■ Records ■
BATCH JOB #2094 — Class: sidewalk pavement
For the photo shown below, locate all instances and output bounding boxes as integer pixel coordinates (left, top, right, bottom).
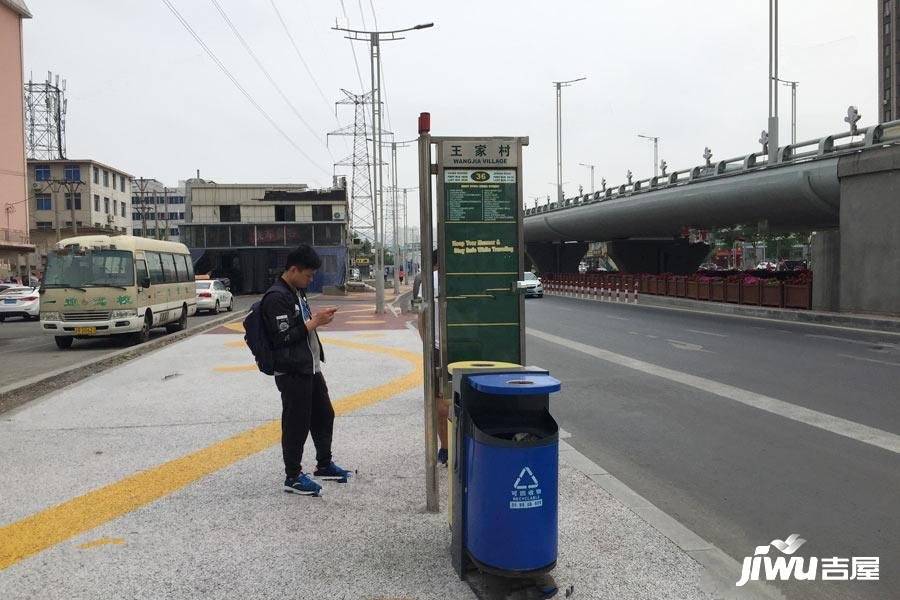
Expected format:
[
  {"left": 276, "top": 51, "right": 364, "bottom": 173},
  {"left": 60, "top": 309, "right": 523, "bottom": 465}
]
[{"left": 0, "top": 316, "right": 760, "bottom": 600}]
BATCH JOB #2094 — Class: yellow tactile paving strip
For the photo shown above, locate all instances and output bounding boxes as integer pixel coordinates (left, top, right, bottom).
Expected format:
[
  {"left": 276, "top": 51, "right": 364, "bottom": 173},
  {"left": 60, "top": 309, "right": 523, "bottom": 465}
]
[{"left": 0, "top": 338, "right": 422, "bottom": 570}]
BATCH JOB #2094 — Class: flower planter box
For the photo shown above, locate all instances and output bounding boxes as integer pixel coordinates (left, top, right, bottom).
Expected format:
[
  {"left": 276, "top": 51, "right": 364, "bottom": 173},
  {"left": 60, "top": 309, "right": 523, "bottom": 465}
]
[
  {"left": 666, "top": 277, "right": 678, "bottom": 296},
  {"left": 725, "top": 281, "right": 741, "bottom": 304},
  {"left": 760, "top": 281, "right": 784, "bottom": 308},
  {"left": 697, "top": 281, "right": 710, "bottom": 300},
  {"left": 784, "top": 283, "right": 812, "bottom": 310},
  {"left": 741, "top": 282, "right": 762, "bottom": 306},
  {"left": 687, "top": 279, "right": 700, "bottom": 300}
]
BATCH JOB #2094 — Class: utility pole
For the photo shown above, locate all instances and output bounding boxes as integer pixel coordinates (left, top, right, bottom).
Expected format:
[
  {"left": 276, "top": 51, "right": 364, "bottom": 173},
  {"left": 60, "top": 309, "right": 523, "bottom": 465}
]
[
  {"left": 768, "top": 0, "right": 778, "bottom": 165},
  {"left": 553, "top": 77, "right": 587, "bottom": 206},
  {"left": 778, "top": 79, "right": 800, "bottom": 145},
  {"left": 638, "top": 133, "right": 659, "bottom": 177},
  {"left": 578, "top": 163, "right": 597, "bottom": 194},
  {"left": 332, "top": 23, "right": 434, "bottom": 314}
]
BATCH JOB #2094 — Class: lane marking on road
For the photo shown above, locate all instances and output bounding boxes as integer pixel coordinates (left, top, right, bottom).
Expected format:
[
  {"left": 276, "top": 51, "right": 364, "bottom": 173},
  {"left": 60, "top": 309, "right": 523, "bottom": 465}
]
[
  {"left": 526, "top": 327, "right": 900, "bottom": 453},
  {"left": 838, "top": 354, "right": 900, "bottom": 367},
  {"left": 666, "top": 339, "right": 709, "bottom": 352},
  {"left": 685, "top": 329, "right": 728, "bottom": 337},
  {"left": 0, "top": 338, "right": 422, "bottom": 571}
]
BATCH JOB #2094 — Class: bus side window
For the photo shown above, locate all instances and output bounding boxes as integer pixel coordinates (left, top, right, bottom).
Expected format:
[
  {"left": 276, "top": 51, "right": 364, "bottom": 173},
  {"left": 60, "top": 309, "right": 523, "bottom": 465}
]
[
  {"left": 160, "top": 254, "right": 178, "bottom": 283},
  {"left": 144, "top": 252, "right": 165, "bottom": 283},
  {"left": 134, "top": 258, "right": 149, "bottom": 287},
  {"left": 175, "top": 254, "right": 192, "bottom": 281}
]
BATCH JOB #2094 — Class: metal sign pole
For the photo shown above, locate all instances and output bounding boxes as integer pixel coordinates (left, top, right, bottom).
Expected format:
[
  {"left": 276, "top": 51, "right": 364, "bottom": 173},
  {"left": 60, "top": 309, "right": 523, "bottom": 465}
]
[{"left": 419, "top": 113, "right": 440, "bottom": 512}]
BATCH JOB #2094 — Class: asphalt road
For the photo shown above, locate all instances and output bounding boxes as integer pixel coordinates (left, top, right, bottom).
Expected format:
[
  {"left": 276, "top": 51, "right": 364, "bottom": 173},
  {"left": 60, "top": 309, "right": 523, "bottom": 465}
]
[
  {"left": 526, "top": 297, "right": 900, "bottom": 600},
  {"left": 0, "top": 296, "right": 257, "bottom": 388}
]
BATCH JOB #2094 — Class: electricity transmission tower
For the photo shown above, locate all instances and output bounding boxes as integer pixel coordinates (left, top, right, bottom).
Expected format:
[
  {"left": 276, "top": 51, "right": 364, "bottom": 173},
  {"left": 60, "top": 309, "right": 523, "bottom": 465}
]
[{"left": 25, "top": 71, "right": 68, "bottom": 160}]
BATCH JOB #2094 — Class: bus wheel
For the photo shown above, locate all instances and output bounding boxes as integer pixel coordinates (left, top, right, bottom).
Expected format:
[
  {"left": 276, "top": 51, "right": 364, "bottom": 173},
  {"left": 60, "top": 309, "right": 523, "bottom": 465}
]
[
  {"left": 131, "top": 312, "right": 153, "bottom": 345},
  {"left": 166, "top": 306, "right": 187, "bottom": 333}
]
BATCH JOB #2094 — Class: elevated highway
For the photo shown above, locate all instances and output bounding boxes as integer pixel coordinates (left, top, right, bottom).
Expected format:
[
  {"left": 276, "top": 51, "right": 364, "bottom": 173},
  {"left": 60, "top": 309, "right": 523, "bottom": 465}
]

■ Your objective ■
Reproduce all of the material exactly, apart from the pictures.

■ Task output ■
BATCH JOB #2094 — Class: sidewalk pavement
For the photo shown below, locate all instances and output bounding boxes as integer pixel coordinates (left, top, right, bottom).
Expected format:
[
  {"left": 276, "top": 51, "right": 364, "bottom": 173},
  {"left": 60, "top": 309, "right": 523, "bottom": 465}
]
[{"left": 0, "top": 316, "right": 760, "bottom": 600}]
BATCH JOB #2094 — Class: yellow tactile paving strip
For the photo shown above, locate all instances and output bounding boxes as integer pixel coordinates (left, top, right, bottom).
Expected format:
[
  {"left": 276, "top": 51, "right": 364, "bottom": 173},
  {"left": 60, "top": 309, "right": 523, "bottom": 465}
]
[{"left": 0, "top": 338, "right": 422, "bottom": 570}]
BATCH JOB #2094 — Class: flower planter box
For the photo shown above, locate all instances and output bounding boxes as integer pixel coordinates (left, top, right, bottom).
Expected format:
[
  {"left": 276, "top": 51, "right": 364, "bottom": 173},
  {"left": 60, "top": 309, "right": 523, "bottom": 465}
]
[
  {"left": 666, "top": 277, "right": 678, "bottom": 296},
  {"left": 725, "top": 281, "right": 741, "bottom": 304},
  {"left": 760, "top": 281, "right": 784, "bottom": 308},
  {"left": 697, "top": 281, "right": 710, "bottom": 300},
  {"left": 784, "top": 283, "right": 812, "bottom": 310},
  {"left": 741, "top": 282, "right": 762, "bottom": 306},
  {"left": 687, "top": 279, "right": 700, "bottom": 300}
]
BATCH JOB #2094 — Class: utility pole
For the photo shown above, locate all instances and output bounding boxes as integer pixel coordinates (left, top, right, bottom).
Expected format:
[
  {"left": 276, "top": 51, "right": 364, "bottom": 173},
  {"left": 60, "top": 309, "right": 523, "bottom": 465}
]
[
  {"left": 768, "top": 0, "right": 778, "bottom": 165},
  {"left": 553, "top": 77, "right": 587, "bottom": 206},
  {"left": 778, "top": 79, "right": 800, "bottom": 145},
  {"left": 638, "top": 133, "right": 659, "bottom": 177},
  {"left": 578, "top": 163, "right": 597, "bottom": 194},
  {"left": 332, "top": 23, "right": 434, "bottom": 314}
]
BATCH JOB #2094 — Class: lane marking on road
For the photo shown above, locate all instances and output bounding boxes as integer pixel coordinates (left, top, right, bottom).
Expected format:
[
  {"left": 276, "top": 51, "right": 364, "bottom": 173},
  {"left": 60, "top": 309, "right": 523, "bottom": 465}
]
[
  {"left": 526, "top": 327, "right": 900, "bottom": 453},
  {"left": 838, "top": 354, "right": 900, "bottom": 367},
  {"left": 666, "top": 339, "right": 709, "bottom": 352},
  {"left": 685, "top": 329, "right": 728, "bottom": 337},
  {"left": 0, "top": 338, "right": 422, "bottom": 571}
]
BATCH JOB #2094 — Class: bus side window
For the photo shown above, locate all instances and output bounding boxes as integer pixel coordinates (left, top, right, bottom).
Expected format:
[
  {"left": 276, "top": 51, "right": 364, "bottom": 173},
  {"left": 60, "top": 309, "right": 523, "bottom": 465}
]
[
  {"left": 160, "top": 254, "right": 178, "bottom": 283},
  {"left": 144, "top": 252, "right": 165, "bottom": 283},
  {"left": 134, "top": 258, "right": 149, "bottom": 287},
  {"left": 175, "top": 254, "right": 192, "bottom": 281}
]
BATCH JOB #2094 — Class: metal sign pole
For the photo shown above, locate all instances and output bounding boxes as integer pixel coordinates (left, top, right, bottom).
Expected format:
[
  {"left": 276, "top": 51, "right": 364, "bottom": 173},
  {"left": 60, "top": 309, "right": 523, "bottom": 465}
]
[{"left": 419, "top": 113, "right": 440, "bottom": 512}]
BATCH JOB #2094 — Class: asphalt road
For the photo shown above, locate all instances and output bounding boxes as integer pixel coordinates (left, top, right, bottom).
Expected format:
[
  {"left": 276, "top": 51, "right": 364, "bottom": 173},
  {"left": 60, "top": 309, "right": 523, "bottom": 465}
]
[
  {"left": 526, "top": 297, "right": 900, "bottom": 600},
  {"left": 0, "top": 296, "right": 257, "bottom": 388}
]
BATCH JOB #2094 — Class: electricity transmission tower
For the photo shown above, locate all instances and output bounding boxes as integer pixel coordinates (left, top, right, bottom).
Expected format:
[
  {"left": 276, "top": 51, "right": 364, "bottom": 173},
  {"left": 60, "top": 309, "right": 523, "bottom": 465}
]
[{"left": 25, "top": 71, "right": 68, "bottom": 160}]
BATCH JOB #2094 — Class: bus wheel
For the photo shown above, locate all instances and output bounding boxes as integer pixel coordinates (left, top, right, bottom).
Expected format:
[
  {"left": 276, "top": 51, "right": 364, "bottom": 173},
  {"left": 60, "top": 309, "right": 523, "bottom": 465}
]
[
  {"left": 131, "top": 312, "right": 153, "bottom": 345},
  {"left": 166, "top": 306, "right": 187, "bottom": 333}
]
BATCH JOB #2094 — Class: elevated highway
For the photo shown above, locate all instances and output bounding boxes as integer pixel coordinates (left, top, right, bottom).
Expected format:
[
  {"left": 276, "top": 51, "right": 364, "bottom": 173},
  {"left": 60, "top": 309, "right": 523, "bottom": 465}
]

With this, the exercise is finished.